• [DIRECTION]:
Render every entry verbatim.

----

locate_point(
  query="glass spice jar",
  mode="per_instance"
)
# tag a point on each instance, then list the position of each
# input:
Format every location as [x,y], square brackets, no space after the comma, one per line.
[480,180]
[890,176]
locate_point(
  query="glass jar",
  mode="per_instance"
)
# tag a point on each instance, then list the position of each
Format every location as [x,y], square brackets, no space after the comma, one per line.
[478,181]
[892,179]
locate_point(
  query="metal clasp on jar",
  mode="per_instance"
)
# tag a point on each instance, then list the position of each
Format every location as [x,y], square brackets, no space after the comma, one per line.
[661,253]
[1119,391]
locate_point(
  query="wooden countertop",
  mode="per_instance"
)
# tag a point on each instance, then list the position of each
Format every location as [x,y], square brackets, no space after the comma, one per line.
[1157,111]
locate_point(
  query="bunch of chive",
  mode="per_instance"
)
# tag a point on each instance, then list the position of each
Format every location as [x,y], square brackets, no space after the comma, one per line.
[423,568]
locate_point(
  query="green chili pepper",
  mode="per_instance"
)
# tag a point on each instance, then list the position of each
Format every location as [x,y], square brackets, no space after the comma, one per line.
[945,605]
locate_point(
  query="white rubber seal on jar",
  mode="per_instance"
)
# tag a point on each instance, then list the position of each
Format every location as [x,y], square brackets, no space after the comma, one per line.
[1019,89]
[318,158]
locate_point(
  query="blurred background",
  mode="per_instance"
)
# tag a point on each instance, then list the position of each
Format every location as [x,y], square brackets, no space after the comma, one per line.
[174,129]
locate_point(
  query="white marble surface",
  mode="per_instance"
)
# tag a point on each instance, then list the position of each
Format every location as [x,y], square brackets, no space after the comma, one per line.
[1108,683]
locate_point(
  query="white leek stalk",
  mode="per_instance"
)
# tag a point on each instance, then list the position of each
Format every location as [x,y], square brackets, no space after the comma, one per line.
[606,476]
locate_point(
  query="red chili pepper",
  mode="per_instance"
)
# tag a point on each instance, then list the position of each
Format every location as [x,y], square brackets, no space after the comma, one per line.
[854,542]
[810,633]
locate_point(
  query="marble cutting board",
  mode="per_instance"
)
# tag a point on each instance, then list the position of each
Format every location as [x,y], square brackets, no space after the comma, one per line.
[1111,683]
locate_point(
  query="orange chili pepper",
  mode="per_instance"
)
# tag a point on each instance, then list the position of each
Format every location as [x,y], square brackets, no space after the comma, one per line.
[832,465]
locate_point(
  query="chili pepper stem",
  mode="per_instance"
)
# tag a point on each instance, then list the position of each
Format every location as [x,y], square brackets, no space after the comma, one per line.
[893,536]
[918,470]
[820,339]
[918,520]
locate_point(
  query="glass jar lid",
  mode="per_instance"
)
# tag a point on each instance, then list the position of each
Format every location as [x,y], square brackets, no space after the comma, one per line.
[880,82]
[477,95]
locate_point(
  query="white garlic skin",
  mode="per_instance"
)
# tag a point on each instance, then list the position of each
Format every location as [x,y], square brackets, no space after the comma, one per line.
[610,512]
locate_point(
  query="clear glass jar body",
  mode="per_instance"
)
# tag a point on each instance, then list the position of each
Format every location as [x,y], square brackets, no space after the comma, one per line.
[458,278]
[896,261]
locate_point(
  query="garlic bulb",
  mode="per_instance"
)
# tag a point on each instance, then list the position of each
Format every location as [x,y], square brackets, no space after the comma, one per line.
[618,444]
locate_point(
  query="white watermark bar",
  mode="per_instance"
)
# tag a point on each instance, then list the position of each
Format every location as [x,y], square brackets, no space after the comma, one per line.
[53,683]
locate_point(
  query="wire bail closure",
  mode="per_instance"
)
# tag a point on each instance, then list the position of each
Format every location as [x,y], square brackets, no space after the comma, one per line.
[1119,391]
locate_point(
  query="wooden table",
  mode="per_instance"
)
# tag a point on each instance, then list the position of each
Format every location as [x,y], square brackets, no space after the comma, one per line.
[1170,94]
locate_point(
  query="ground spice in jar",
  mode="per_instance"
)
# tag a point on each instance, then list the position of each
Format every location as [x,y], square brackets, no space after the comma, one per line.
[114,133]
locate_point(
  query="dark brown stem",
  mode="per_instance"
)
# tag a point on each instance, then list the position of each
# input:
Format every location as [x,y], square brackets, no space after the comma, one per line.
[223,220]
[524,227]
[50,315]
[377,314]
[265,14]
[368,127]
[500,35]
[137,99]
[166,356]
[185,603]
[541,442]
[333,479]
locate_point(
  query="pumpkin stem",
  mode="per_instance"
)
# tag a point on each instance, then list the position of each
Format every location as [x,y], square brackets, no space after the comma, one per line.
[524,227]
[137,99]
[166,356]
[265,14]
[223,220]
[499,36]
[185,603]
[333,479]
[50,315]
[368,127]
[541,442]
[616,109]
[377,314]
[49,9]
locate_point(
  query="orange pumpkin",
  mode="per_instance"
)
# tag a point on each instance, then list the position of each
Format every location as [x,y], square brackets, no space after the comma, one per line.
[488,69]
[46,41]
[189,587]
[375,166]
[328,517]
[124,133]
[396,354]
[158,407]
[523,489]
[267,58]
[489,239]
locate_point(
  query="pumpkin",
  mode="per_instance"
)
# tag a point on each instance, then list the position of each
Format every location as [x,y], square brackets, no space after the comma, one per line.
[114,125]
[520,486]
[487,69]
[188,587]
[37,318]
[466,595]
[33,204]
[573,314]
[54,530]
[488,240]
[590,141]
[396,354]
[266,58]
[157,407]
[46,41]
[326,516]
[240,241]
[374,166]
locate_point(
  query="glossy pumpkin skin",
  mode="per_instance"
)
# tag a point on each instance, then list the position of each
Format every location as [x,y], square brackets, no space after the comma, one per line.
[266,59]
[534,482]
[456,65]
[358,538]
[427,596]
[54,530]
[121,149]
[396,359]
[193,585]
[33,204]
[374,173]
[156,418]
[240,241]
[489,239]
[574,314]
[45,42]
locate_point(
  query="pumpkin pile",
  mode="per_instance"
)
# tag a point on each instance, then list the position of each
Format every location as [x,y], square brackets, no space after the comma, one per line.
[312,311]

----

• [TASK RESPONSE]:
locate_point(
  query="glass spice jar",
  mode="per_instance"
)
# tag a point on each instance, then list the position of each
# input:
Format every location as [x,y], square brackets, no space after the comma, one per line.
[480,180]
[890,176]
locate_point(
  query="glass jar",
  mode="per_instance"
)
# tag a point on each instance, then list the position of each
Format every location as [x,y], square brackets, no space after the comma, one per line.
[478,181]
[892,179]
locate_point(
  query="metal clasp on jar",
  mode="per_instance"
)
# tag a point on each instance, then list the position of each
Format every location as [x,y], square brackets, no space after the comma, one per line.
[661,253]
[1119,391]
locate_point(
  query="wooden countertop",
  mode="per_instance"
)
# tag a point on each instance, then list the position of each
Format every location as [x,y], square brackets, no space after the comma, one per line.
[1157,111]
locate_point(
  query="bunch of chive",
  mode="per_instance"
)
# tag a point on each instance, then list the position of each
Format every location as [x,y], square brackets, no space after the comma, one per line.
[423,568]
locate_point(
  query="green chili pepper",
  mode="per_instance"
)
# tag a point on each instance, then list the position of each
Format every location as [x,y], square brackets, no space after the comma, one per line.
[945,605]
locate_point(
  query="white rubber seal on jar",
  mode="per_instance"
)
# tag a point on each instance, then list the position of each
Format every location as [x,y], square brackets, no space after the comma, one per line.
[1019,89]
[318,158]
locate_point(
  query="blurred background",
  mode="per_instance"
)
# tag a point on each instance, then list the position of each
Format every location as [x,y], square brackets, no space after the comma, one per line.
[174,129]
locate_point(
  query="white marble surface",
  mode="per_instance"
)
# tag a point on each instance, then list the position of each
Format every location as [x,y], square brackets, no space after the comma, one per line.
[1108,683]
locate_point(
  query="white leek stalk",
  mode="per_instance"
)
# tag a point on each instance, then list the position of each
Format every location as [x,y], square brackets, no space after the comma, one per line.
[606,476]
locate_point(
  query="red chili pepper",
  mode="per_instance"
)
# tag a point on each instance, then list the position of each
Format every location as [x,y], square brackets, no space after the comma, one per line.
[854,542]
[810,633]
locate_point(
  query="marble cutting board",
  mode="per_instance"
)
# tag a point on each instance, then list the position of each
Format every location as [x,y], square brackets, no space after the comma, one per line.
[1111,683]
locate_point(
  query="orange chili pepper",
  mode="per_instance"
)
# tag a point on each instance, then list the position of each
Format every location as [x,y], square brackets, no space after the comma, one per line.
[832,465]
locate_point(
  query="chili pepper stem",
  mode="per_instance"
)
# tag a point on each instance, then list the position of each
Format every location as [x,y], square brackets, no space after the comma, one per line.
[893,536]
[918,470]
[820,339]
[918,520]
locate_point(
  query="glass jar lid",
  mode="per_instance"
)
# tag a point on each instance, then list the position of each
Format every location as [x,y], square brackets, no space after the comma, one per line.
[880,82]
[477,95]
locate_point(
  query="white garlic skin",
  mode="per_instance"
)
# tag a point on each instance, then list the position of each
Format every location as [x,y], square brackets, no space after the comma, one per line.
[610,512]
locate_point(
  query="clear glass jar body",
  mode="per_instance"
)
# tag a point on each instance, then list the position of each
Format every location as [x,y], square brackets, no space after the comma, one per line.
[458,278]
[896,261]
locate_point(
  query="garlic bulb",
  mode="per_instance"
)
# tag a point on each instance, then list the position of each
Format every location as [x,y], square brackets, no space after the comma, one per line.
[618,444]
locate_point(
  query="white watermark bar",
  mode="per_instance"
)
# tag a point on each instance, then list the position of each
Format every location as [x,y], square brackets, no space after the comma, one per line.
[53,683]
locate_point(
  query="wire bail closure",
  mode="per_instance"
)
# tag a point on each instance, then list the position of each
Format every location as [x,y], square brackets, no space after the comma, one per line.
[1119,391]
locate_point(
  query="wooden table",
  mode="per_instance"
)
# tag a point on each instance, then list the position of each
Format every location as [x,y], square brackets, no space after the comma, one per line.
[1170,94]
locate_point(
  query="ground spice in jar",
  mode="per_instance"
)
# tag a point on each instance, then list the position of each
Format every location as [x,y], square brackets, no space after the comma, one per line.
[114,133]
locate_point(
  query="dark brown stem",
  mode="per_instance"
)
# tag a point on each instance, then list the position of each
# input:
Format every location as [x,y], square brackets, no space after the comma, one per line.
[223,220]
[524,227]
[50,315]
[377,314]
[265,14]
[368,127]
[500,35]
[137,99]
[166,356]
[185,603]
[541,442]
[333,479]
locate_point(
  query="pumpkin stem",
  mode="per_instance"
)
# tag a point on each instance, then list the position of each
Format every location as [x,y], square brackets, no space after the comma, one per line.
[524,227]
[137,99]
[166,356]
[265,14]
[223,220]
[499,36]
[185,603]
[333,479]
[50,315]
[368,127]
[541,442]
[616,109]
[377,314]
[49,9]
locate_point(
  query="orange pumpkin",
  mode="per_instance"
)
# tag a point on each instance, then list the position of each
Format every location as [x,y], square brackets, no space after the comma, one per line.
[488,69]
[46,41]
[189,587]
[375,166]
[328,517]
[124,133]
[396,354]
[158,407]
[523,489]
[267,58]
[489,239]
locate_point(
  query="pumpkin",
  mode="per_instance"
)
# tag a point on each instance, then list the position of each
Format every location as [x,y], square brackets, no space after the comma, one per line.
[114,125]
[520,486]
[487,69]
[188,587]
[37,318]
[466,595]
[33,204]
[573,314]
[54,530]
[488,240]
[590,141]
[396,354]
[266,58]
[157,407]
[46,41]
[326,516]
[240,241]
[374,166]
locate_point(
  query="glossy pumpkin skin",
  mode="per_instance"
)
# tag a point on each instance, then list the position of each
Format every location as [x,y], square brackets, no space after the comma, one per line.
[266,59]
[534,482]
[456,65]
[358,538]
[427,596]
[54,530]
[121,149]
[396,359]
[193,585]
[33,204]
[374,173]
[156,418]
[240,241]
[489,239]
[574,314]
[45,42]
locate_point(
  query="pumpkin pile",
  mode="per_instance"
)
# tag a point on each instance, then list the position of each
Format every location as [x,y], square brackets, no space after the comma, one per line.
[312,311]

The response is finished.